──────── Record extracts ────────
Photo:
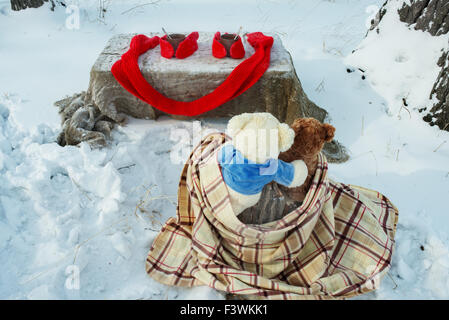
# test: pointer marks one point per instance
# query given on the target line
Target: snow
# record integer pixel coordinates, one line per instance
(75, 214)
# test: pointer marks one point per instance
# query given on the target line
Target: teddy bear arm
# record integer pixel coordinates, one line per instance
(300, 173)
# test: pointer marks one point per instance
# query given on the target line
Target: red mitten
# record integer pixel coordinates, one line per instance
(237, 50)
(185, 49)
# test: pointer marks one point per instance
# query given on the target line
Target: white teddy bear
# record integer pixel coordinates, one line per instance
(251, 161)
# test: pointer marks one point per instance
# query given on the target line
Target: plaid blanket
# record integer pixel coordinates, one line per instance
(337, 244)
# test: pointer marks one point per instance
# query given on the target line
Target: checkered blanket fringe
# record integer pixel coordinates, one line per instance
(337, 244)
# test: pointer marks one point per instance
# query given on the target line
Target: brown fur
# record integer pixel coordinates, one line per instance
(310, 136)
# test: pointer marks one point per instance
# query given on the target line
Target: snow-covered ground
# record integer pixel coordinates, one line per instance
(70, 209)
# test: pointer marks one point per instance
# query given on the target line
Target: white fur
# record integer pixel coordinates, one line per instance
(259, 137)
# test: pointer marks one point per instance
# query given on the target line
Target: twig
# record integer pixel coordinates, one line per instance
(439, 146)
(127, 167)
(404, 105)
(363, 124)
(394, 282)
(141, 5)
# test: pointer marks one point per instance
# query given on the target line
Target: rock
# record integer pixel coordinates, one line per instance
(427, 15)
(439, 113)
(269, 208)
(431, 16)
(81, 122)
(278, 91)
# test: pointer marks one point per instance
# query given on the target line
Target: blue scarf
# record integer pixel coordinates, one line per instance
(246, 176)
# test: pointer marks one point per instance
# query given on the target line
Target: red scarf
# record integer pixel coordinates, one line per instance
(127, 72)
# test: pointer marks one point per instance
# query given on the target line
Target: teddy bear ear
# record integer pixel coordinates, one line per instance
(329, 132)
(286, 137)
(237, 122)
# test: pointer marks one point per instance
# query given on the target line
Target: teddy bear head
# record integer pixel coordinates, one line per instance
(259, 136)
(310, 136)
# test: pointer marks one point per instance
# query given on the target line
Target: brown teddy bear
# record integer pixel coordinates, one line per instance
(310, 136)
────────
Using the entries, return every line where the word "teddy" can be found.

Target: teddy bear arm
Target: white teddy bear
Target: teddy bear ear
Target: teddy bear head
Target: brown teddy bear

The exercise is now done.